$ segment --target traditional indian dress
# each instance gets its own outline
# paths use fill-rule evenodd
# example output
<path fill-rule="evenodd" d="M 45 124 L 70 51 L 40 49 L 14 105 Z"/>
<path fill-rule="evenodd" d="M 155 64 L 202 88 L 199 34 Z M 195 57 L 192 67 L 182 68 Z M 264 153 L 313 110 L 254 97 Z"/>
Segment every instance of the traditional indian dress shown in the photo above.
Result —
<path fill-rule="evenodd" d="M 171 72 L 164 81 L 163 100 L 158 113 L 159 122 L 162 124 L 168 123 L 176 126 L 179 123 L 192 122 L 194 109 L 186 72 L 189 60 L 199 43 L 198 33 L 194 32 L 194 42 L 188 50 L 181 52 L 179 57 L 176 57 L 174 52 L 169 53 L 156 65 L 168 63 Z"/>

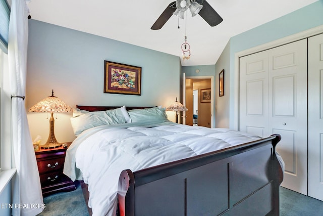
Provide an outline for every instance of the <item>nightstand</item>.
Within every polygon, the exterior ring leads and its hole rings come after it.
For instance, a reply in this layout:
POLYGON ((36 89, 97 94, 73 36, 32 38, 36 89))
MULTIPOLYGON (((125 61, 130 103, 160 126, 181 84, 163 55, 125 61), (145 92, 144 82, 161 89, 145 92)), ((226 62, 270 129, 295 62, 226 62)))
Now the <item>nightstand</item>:
POLYGON ((35 152, 43 196, 76 189, 71 179, 63 174, 66 150, 71 142, 66 143, 67 148, 40 148, 35 152))

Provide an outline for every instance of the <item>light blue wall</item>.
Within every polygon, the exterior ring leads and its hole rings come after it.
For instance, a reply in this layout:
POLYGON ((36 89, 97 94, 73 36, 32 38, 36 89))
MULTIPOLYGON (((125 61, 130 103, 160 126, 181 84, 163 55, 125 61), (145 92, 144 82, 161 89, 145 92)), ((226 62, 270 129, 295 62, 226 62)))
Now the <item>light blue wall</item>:
POLYGON ((182 66, 182 71, 186 76, 214 76, 216 72, 215 65, 182 66), (199 73, 195 72, 198 69, 199 73))
MULTIPOLYGON (((230 87, 234 92, 236 53, 323 25, 323 0, 232 37, 230 39, 230 87)), ((218 64, 218 63, 217 63, 218 64)), ((235 96, 230 94, 230 127, 234 127, 235 96)))
MULTIPOLYGON (((179 97, 178 56, 36 20, 29 20, 29 26, 27 109, 50 96, 52 89, 72 107, 167 106, 179 97), (141 67, 141 95, 103 93, 104 60, 141 67)), ((39 115, 29 113, 28 120, 33 139, 40 135, 44 143, 48 120, 39 115)), ((58 115, 58 141, 73 140, 71 114, 58 115)))
POLYGON ((0 215, 11 215, 12 209, 9 205, 12 204, 11 200, 11 180, 5 187, 0 193, 0 215))
POLYGON ((226 46, 216 64, 216 127, 229 127, 230 80, 230 41, 226 46), (224 95, 219 97, 219 74, 224 70, 224 95))

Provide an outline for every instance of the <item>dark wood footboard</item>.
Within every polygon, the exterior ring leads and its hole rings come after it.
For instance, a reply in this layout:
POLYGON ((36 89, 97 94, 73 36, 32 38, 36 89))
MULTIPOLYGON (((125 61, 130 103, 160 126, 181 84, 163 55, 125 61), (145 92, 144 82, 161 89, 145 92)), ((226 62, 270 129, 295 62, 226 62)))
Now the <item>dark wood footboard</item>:
POLYGON ((280 136, 132 172, 122 171, 121 215, 278 215, 280 136))

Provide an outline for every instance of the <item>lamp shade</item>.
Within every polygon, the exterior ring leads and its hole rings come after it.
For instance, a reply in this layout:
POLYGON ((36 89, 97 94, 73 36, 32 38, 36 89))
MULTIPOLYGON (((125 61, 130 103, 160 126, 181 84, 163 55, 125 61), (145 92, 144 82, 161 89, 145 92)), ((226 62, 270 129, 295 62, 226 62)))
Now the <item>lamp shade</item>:
POLYGON ((176 98, 176 101, 167 107, 166 111, 187 111, 187 108, 177 101, 177 98, 176 98))
POLYGON ((36 112, 73 112, 73 109, 59 98, 54 96, 53 90, 51 92, 51 96, 39 101, 28 111, 36 112))
POLYGON ((58 148, 62 146, 62 144, 56 140, 54 134, 54 122, 53 117, 54 112, 73 112, 73 109, 67 105, 57 97, 54 96, 54 91, 51 91, 51 96, 48 96, 30 108, 29 112, 50 112, 49 119, 49 135, 46 143, 41 146, 43 149, 50 149, 58 148))
POLYGON ((177 111, 187 111, 187 108, 181 103, 177 101, 177 98, 176 98, 176 101, 171 104, 171 105, 168 107, 167 107, 166 108, 166 111, 176 111, 176 114, 175 115, 175 120, 176 121, 176 123, 177 123, 178 122, 178 115, 177 114, 177 111))

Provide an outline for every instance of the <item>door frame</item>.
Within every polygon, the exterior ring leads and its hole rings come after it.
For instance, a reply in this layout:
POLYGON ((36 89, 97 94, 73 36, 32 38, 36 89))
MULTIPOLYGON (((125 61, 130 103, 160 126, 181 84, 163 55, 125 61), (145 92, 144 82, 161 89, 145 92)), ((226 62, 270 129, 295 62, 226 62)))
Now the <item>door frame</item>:
MULTIPOLYGON (((274 40, 267 43, 259 45, 247 50, 243 50, 235 54, 234 56, 234 86, 239 86, 239 59, 240 57, 253 53, 263 51, 266 50, 274 48, 287 44, 289 44, 302 39, 314 36, 323 33, 323 25, 303 31, 290 36, 283 37, 282 38, 274 40)), ((235 88, 234 95, 234 128, 239 131, 239 87, 235 88)))
MULTIPOLYGON (((211 128, 213 128, 214 126, 214 76, 186 76, 185 73, 183 73, 183 77, 184 77, 184 84, 185 82, 186 82, 186 79, 211 79, 211 104, 210 104, 210 109, 211 109, 211 128)), ((185 106, 185 85, 184 85, 183 88, 183 104, 185 106)), ((185 122, 185 121, 184 121, 185 122)), ((185 123, 184 123, 185 124, 185 123)))

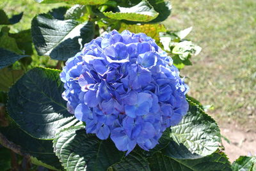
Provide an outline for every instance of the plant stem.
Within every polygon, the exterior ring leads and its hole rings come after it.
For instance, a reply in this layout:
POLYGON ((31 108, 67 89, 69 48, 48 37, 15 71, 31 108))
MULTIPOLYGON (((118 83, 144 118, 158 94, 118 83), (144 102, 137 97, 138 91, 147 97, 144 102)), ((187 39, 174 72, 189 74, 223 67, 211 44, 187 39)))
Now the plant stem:
POLYGON ((58 61, 56 68, 60 70, 61 68, 61 63, 62 63, 61 61, 58 61))
POLYGON ((91 21, 93 18, 94 18, 95 15, 93 11, 92 10, 92 6, 90 5, 86 5, 85 7, 86 8, 87 13, 88 15, 89 20, 91 21))

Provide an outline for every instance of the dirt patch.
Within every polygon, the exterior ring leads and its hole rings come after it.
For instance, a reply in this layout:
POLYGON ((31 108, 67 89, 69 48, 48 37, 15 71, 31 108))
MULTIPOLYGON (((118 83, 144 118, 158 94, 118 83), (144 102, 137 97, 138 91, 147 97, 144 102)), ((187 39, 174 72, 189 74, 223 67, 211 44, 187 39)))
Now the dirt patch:
POLYGON ((231 162, 240 156, 256 155, 256 129, 243 130, 237 125, 229 124, 220 130, 221 135, 230 141, 228 144, 222 139, 224 151, 231 162))

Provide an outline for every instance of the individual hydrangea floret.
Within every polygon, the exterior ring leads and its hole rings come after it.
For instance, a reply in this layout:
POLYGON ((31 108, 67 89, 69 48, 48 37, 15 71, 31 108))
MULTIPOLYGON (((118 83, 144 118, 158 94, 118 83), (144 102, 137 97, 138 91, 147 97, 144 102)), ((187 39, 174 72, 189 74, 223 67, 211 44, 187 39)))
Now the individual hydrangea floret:
POLYGON ((188 110, 173 60, 143 33, 113 31, 85 44, 60 74, 68 111, 120 151, 148 151, 188 110))

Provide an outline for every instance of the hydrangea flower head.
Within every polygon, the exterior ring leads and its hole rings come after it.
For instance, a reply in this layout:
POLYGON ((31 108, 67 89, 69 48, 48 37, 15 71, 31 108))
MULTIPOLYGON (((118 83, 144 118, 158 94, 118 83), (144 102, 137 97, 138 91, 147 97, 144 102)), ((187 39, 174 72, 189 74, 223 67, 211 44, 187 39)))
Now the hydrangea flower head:
POLYGON ((148 151, 188 110, 173 60, 143 33, 113 31, 85 44, 60 74, 68 111, 120 151, 148 151))

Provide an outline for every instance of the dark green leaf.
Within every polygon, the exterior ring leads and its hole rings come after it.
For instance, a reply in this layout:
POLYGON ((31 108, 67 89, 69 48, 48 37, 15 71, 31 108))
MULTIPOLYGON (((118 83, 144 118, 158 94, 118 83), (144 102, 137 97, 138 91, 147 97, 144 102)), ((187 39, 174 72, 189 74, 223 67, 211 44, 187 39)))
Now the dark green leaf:
POLYGON ((54 151, 67 170, 106 170, 120 161, 124 152, 113 142, 86 134, 84 127, 64 130, 53 140, 54 151))
POLYGON ((226 155, 219 151, 195 160, 178 160, 157 152, 148 161, 152 171, 231 171, 226 155))
POLYGON ((49 11, 49 13, 52 15, 55 19, 60 20, 65 20, 65 15, 67 13, 68 7, 61 6, 58 8, 54 8, 49 11))
POLYGON ((137 5, 130 8, 118 6, 115 12, 107 11, 103 13, 112 19, 137 22, 148 22, 158 16, 158 13, 147 0, 142 0, 137 5))
POLYGON ((102 4, 108 1, 108 0, 35 0, 39 3, 66 3, 72 4, 84 4, 84 5, 96 5, 102 4))
POLYGON ((7 27, 2 28, 0 33, 0 48, 5 48, 19 54, 22 54, 22 51, 19 48, 15 39, 9 36, 9 31, 10 28, 7 27))
POLYGON ((16 40, 19 49, 22 51, 23 54, 32 55, 32 39, 30 29, 24 30, 17 33, 9 33, 9 36, 16 40))
POLYGON ((33 138, 13 123, 8 127, 0 127, 0 131, 9 141, 20 146, 19 151, 21 153, 28 154, 41 161, 41 164, 36 164, 54 170, 62 168, 58 158, 53 152, 52 141, 33 138))
POLYGON ((28 56, 20 56, 4 48, 0 48, 0 69, 13 64, 22 57, 28 56))
POLYGON ((66 61, 79 52, 94 36, 93 23, 60 20, 41 14, 32 20, 33 41, 40 56, 66 61))
POLYGON ((184 61, 189 55, 197 56, 201 50, 202 48, 195 45, 192 41, 183 41, 175 45, 172 53, 179 55, 180 59, 184 61))
POLYGON ((22 70, 14 70, 10 68, 0 70, 0 91, 8 92, 16 81, 23 75, 22 70))
POLYGON ((66 108, 60 71, 35 68, 12 87, 8 113, 21 129, 31 136, 50 139, 59 130, 79 121, 66 108))
POLYGON ((0 24, 10 24, 6 13, 0 9, 0 24))
POLYGON ((113 171, 150 171, 148 162, 146 158, 143 158, 139 153, 136 152, 131 152, 126 157, 124 157, 122 160, 110 167, 108 170, 113 171))
POLYGON ((23 12, 17 15, 14 15, 9 19, 4 11, 0 10, 0 24, 9 25, 16 24, 20 20, 22 15, 23 12))
POLYGON ((7 93, 0 91, 0 103, 5 104, 7 102, 7 93))
POLYGON ((169 1, 148 0, 149 3, 159 13, 157 17, 150 22, 159 22, 165 20, 171 14, 172 5, 169 1))
POLYGON ((23 12, 21 12, 20 13, 17 15, 14 15, 12 17, 11 19, 9 19, 9 21, 12 24, 16 24, 20 20, 21 18, 22 18, 22 16, 23 12))
POLYGON ((83 16, 86 11, 84 5, 76 4, 67 11, 65 19, 66 20, 76 20, 83 16))
POLYGON ((181 122, 171 127, 172 140, 164 154, 179 159, 195 159, 216 151, 221 142, 220 129, 213 119, 188 100, 189 108, 181 122))
POLYGON ((232 164, 234 171, 254 171, 256 170, 256 156, 240 156, 232 164))

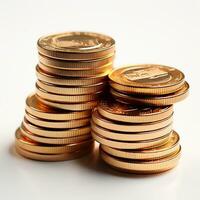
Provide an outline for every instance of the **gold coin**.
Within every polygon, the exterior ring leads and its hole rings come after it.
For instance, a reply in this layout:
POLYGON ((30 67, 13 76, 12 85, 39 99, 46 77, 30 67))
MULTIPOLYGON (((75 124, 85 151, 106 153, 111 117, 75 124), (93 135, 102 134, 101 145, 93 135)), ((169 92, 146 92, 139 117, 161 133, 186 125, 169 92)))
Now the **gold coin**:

========

Can you recast the stretch of lines above, from the one containing "Provide an outline for every instance of the dark" through the one containing "POLYGON ((49 11, 49", as a Markdown table with columns headed Row and Line, one line per row and blank lines omitted?

| Row | Line |
|---|---|
| 1 | Provide an outline for every instance of the dark green leaf. |
| 2 | Within every polygon, the exterior ring leads and its hole rings come after it. |
| 3 | For instance, a reply in this layout: |
| 4 | POLYGON ((31 108, 67 89, 69 48, 48 37, 15 71, 31 108)) |
| 5 | MULTIPOLYGON (((118 83, 144 118, 158 94, 118 83), (144 102, 137 97, 138 91, 147 97, 144 102)), ((187 39, 174 72, 189 74, 223 67, 211 44, 187 39))) |
| 6 | Now the dark green leaf: |
| 7 | POLYGON ((54 151, 67 170, 106 170, 120 161, 124 152, 113 142, 86 134, 84 127, 64 130, 53 140, 54 151)) |
| 8 | POLYGON ((226 155, 219 151, 195 160, 178 160, 157 152, 148 161, 152 171, 231 171, 226 155)) |
| 9 | POLYGON ((49 11, 49 13, 52 15, 55 19, 60 20, 65 20, 65 15, 67 13, 68 7, 61 6, 58 8, 54 8, 49 11)) |